Маша тоже предпочитала, чтобы все было «в самый раз». В одной тарелке в домике трех медведей каша была слишком горячая. В другой — слишком холодная. В третьей — в самый раз, вот ее-то она и съела. Наверху одна кровать была слишком жесткой. Вторая — слишком мягкой. Третья — в самый раз, так что Маша забралась в нее и уснула. Когда три медведя вернулись домой, они обнаружили не только съеденную порцию каши, но и сладко спящую в одной из кроватей Машу. (Не помним, чем точно кончилась эта история, но нас поражает сам факт, что три медведя — плотоядные и занимающие самую верхушку пищевой цепи — просто не слопали Машу вместо каши, особенно не церемонясь.)

Относительная обитаемость Венеры, Земли и Марса заинтриговала бы Машу, хотя фактически история этих планет, безусловно, более замысловата, чем три тарелки с кашей. Четыре миллиарда лет назад кометы с высоким содержанием воды и астероиды с высоким содержанием минералов все еще регулярно атаковали поверхности планет, хотя частота этих неприятностей существенно упала. Во время этой игры в космический бильярд некоторые планеты переместились поближе к внутренним областям Солнечной системы, сдвинувшись со своих орбит, а другие, наоборот, отодвинулись на еще большее расстояние. Среди десятков сформировавшихся планет некоторые обладательницы нестабильных орбит все еще копошились и в конечном итоге врезались в Солнце или Юпитер. Остальные были высланы прочь из Солнечной системы. В итоге у нас осталось лишь несколько планет, занявших орбиты «в самый раз» для того, чтобы спокойно вращаться по ним на протяжении миллиардов лет.

————

Список заданий »
**a.** Выведите без изменений часть текста о Маше и обитаемости планет, начиная со слов «Маша тоже предпочитала, чтобы» и заканчивая словами «особенно не церемонясь.)».
**b.** Подхватите текст о Маше и обитаемости планет и продолжите его сразу после последнего приведенного предложения.

Предоставленные материалы »
————

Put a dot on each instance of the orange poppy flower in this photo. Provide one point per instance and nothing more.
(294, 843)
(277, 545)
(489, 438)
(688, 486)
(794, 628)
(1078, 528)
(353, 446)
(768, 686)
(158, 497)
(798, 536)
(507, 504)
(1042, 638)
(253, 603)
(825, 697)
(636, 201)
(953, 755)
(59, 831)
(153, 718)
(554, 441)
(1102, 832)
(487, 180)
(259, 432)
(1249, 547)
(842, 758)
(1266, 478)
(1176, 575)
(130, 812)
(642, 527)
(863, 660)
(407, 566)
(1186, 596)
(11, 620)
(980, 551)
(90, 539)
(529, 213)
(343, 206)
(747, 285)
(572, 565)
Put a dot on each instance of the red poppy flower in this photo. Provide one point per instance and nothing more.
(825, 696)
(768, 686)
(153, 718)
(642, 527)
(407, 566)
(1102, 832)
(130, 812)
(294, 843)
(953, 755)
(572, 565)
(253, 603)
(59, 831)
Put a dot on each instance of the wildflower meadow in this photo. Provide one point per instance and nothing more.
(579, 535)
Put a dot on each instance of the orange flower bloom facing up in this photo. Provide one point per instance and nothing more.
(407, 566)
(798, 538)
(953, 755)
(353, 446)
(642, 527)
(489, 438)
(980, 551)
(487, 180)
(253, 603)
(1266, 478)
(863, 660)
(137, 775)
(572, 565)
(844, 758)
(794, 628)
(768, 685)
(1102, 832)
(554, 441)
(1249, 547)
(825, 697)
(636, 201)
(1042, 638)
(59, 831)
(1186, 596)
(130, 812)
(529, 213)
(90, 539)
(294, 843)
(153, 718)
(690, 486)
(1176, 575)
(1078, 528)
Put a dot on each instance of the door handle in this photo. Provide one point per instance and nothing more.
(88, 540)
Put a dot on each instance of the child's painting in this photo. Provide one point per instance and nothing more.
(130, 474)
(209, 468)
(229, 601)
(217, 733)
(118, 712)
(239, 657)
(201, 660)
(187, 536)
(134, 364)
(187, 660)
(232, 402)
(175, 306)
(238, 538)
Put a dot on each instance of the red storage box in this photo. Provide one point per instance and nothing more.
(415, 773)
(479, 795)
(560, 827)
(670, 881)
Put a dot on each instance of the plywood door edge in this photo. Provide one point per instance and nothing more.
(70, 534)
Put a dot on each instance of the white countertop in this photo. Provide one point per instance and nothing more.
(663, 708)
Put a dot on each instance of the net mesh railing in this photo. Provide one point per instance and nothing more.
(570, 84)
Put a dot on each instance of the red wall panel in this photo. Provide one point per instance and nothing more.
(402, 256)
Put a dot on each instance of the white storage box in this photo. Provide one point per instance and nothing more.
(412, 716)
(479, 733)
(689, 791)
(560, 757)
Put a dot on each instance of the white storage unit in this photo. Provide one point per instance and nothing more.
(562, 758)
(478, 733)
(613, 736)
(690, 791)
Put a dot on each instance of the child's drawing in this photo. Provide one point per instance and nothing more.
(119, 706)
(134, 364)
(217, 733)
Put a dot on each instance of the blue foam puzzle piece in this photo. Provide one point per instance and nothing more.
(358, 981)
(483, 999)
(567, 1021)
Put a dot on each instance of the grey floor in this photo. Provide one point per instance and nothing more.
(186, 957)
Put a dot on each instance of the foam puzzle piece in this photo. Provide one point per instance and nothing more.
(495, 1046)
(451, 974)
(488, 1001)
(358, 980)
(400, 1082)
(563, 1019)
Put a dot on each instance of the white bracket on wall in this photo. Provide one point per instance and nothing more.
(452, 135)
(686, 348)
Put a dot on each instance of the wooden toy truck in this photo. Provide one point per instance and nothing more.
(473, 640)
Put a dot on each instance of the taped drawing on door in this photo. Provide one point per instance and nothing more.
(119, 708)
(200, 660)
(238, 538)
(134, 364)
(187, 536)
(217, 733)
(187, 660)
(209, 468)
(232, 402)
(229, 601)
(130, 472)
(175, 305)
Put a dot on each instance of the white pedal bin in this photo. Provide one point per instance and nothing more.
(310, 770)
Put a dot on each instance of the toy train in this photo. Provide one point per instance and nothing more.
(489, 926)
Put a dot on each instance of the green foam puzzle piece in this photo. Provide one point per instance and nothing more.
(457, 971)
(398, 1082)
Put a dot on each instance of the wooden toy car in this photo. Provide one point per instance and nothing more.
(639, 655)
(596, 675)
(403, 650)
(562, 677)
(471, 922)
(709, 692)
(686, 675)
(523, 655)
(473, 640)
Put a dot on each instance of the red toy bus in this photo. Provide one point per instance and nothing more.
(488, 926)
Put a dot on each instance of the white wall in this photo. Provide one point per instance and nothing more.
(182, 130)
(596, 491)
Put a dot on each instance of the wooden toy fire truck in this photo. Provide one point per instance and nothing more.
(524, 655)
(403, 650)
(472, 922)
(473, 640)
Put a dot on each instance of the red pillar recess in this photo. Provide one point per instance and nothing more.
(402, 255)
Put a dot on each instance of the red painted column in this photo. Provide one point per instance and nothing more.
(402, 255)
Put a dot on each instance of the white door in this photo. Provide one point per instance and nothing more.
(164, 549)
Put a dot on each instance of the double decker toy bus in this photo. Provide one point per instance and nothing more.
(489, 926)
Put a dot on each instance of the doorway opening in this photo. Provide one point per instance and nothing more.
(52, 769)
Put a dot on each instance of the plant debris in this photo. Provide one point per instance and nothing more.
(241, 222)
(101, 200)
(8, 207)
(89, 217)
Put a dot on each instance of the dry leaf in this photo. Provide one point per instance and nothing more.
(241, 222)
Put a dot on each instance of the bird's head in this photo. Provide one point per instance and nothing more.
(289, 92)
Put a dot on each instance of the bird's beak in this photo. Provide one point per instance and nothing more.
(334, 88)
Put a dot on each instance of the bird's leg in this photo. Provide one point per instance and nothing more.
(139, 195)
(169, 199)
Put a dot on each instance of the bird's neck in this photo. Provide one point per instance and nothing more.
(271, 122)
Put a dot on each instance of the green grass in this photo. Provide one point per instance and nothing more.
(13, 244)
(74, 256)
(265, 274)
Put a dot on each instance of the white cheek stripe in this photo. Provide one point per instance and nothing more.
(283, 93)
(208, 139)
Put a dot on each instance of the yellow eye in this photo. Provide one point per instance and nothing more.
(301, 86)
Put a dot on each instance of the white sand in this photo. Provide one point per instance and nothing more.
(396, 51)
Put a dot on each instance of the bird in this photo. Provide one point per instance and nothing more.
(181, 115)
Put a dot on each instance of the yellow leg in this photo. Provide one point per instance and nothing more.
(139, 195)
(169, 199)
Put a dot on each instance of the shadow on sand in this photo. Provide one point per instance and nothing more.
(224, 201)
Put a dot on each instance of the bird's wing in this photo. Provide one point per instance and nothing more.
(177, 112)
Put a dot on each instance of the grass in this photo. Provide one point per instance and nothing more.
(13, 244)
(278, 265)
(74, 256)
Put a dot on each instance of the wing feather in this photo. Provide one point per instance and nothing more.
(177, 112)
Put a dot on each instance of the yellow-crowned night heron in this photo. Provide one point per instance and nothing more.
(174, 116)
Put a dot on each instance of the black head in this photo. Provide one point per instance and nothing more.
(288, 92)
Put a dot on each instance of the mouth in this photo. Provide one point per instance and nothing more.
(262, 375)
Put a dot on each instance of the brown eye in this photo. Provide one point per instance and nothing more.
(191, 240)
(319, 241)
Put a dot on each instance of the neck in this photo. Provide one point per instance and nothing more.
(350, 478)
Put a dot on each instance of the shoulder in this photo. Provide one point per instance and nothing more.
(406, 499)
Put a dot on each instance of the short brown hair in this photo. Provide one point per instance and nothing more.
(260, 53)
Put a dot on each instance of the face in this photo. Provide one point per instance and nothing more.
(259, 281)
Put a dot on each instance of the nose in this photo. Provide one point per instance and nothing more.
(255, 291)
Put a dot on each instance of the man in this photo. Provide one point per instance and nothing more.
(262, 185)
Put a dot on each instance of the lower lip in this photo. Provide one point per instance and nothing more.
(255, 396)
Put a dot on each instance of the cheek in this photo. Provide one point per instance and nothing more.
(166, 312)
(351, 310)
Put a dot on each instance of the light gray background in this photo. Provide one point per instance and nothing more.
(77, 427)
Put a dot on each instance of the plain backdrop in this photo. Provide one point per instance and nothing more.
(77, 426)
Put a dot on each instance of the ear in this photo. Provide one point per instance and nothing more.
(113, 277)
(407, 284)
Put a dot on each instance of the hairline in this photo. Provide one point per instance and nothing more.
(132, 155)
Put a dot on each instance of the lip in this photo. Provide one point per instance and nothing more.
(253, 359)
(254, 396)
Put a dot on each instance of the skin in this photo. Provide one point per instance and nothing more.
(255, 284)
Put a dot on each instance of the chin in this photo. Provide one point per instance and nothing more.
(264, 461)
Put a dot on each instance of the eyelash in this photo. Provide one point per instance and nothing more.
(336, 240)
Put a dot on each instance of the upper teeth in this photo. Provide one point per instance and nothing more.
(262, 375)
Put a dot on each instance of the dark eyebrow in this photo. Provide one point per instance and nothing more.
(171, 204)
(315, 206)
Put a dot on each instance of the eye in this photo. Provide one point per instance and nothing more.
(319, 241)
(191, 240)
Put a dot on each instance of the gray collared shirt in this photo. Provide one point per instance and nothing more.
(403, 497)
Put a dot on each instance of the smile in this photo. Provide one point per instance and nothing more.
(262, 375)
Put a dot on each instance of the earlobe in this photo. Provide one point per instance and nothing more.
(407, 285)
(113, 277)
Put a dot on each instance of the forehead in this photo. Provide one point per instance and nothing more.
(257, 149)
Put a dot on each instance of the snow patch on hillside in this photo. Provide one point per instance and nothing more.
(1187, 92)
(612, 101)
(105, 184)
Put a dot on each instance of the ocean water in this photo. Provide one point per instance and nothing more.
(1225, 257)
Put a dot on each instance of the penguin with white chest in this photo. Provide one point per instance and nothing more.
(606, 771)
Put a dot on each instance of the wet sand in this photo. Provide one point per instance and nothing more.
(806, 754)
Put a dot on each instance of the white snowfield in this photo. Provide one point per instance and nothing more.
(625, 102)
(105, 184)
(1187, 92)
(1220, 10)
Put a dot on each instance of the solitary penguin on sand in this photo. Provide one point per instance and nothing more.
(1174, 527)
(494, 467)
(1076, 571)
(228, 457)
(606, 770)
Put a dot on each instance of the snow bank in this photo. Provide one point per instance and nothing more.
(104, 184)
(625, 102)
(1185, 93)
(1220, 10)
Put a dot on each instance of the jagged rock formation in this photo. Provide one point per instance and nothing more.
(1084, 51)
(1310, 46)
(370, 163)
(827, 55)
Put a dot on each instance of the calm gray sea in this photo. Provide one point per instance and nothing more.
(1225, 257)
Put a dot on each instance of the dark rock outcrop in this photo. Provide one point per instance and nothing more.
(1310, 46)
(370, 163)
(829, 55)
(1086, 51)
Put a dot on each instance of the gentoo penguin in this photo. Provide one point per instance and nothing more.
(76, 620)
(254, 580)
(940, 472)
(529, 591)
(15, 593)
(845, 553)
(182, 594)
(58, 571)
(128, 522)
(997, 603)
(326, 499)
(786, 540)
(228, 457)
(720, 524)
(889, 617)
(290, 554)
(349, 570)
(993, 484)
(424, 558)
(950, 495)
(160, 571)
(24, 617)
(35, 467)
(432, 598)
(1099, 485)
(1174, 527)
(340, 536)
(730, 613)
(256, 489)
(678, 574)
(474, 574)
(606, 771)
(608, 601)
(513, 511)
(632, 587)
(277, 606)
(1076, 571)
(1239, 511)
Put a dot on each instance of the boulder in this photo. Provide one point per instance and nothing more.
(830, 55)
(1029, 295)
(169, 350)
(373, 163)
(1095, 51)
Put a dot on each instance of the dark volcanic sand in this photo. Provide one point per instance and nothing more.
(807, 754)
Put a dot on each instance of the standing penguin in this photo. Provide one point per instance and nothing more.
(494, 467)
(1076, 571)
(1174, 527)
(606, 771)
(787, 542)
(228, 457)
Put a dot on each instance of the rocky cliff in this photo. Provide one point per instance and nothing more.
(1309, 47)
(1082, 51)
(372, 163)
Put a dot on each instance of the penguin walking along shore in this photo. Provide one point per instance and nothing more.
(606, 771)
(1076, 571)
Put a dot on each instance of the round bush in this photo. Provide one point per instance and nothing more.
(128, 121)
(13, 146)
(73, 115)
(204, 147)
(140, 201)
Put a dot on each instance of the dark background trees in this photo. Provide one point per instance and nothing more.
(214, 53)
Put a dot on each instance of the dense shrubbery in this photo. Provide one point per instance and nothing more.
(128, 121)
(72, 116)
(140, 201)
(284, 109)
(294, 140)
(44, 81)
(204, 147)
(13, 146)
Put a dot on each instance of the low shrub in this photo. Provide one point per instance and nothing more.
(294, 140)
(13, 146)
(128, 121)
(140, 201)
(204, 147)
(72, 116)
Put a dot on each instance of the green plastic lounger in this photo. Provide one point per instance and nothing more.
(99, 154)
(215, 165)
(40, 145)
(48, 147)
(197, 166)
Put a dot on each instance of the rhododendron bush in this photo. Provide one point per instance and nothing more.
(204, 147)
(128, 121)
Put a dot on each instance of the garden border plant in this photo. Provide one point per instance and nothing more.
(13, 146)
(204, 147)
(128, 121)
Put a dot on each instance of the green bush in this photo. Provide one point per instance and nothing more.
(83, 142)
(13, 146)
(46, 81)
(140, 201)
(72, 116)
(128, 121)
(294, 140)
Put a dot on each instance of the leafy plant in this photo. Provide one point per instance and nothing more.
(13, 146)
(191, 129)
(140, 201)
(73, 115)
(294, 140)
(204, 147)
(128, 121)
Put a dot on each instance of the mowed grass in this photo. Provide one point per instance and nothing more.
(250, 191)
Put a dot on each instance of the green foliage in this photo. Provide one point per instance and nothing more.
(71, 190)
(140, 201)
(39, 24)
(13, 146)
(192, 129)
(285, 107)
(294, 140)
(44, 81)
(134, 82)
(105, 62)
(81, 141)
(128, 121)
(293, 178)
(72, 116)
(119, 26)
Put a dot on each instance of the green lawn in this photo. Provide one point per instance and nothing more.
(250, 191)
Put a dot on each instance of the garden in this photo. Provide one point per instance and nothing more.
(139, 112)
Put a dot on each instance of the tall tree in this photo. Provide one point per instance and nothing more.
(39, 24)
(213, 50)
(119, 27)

————

Ответы по заданиям »
**a.**
Маша тоже предпочитала, чтобы все было «в самый раз». В одной тарелке в домике трех медведей каша была слишком горячая. В другой — слишком холодная. В третьей — в самый раз, вот ее-то она и съела. Наверху одна кровать была слишком жесткой. Вторая — слишком мягкой. Третья — в самый раз, так что Маша забралась в нее и уснула. Когда три медведя вернулись домой, они обнаружили не только съеденную порцию каши, но и сладко спящую в одной из кроватей Машу. (Не помним, чем точно кончилась эта история, но нас поражает сам факт, что три медведя — плотоядные и занимающие самую верхушку пищевой цепи — просто не слопали Машу вместо каши, особенно не церемонясь.)

**b.**
Земля заняла орбиту в среднем в 93 миллионах миль[63] от Солнца. На таком расстоянии Земля перехватывает мизерные две миллиардных доли всей энергии, излучаемой Солнцем. Если предположить, что Земля поглощает всю энергию, получаемую от Солнца, то получится, что средняя температура нашей планеты должна составлять около 280 градусов по шкале Кельвина (или 45 по шкале Фаренгейта), что как раз примерно и есть среднее арифметическое между зимними и летними температурами. В условиях нормального атмосферного давления вода замерзает при температуре 273 градуса по шкале Кельвина и кипит при 373 градусах, так что нам очень даже повезло оказаться на таком расстоянии от Солнца, которое позволяет большей части нашей воды оставаться в жидком состоянии.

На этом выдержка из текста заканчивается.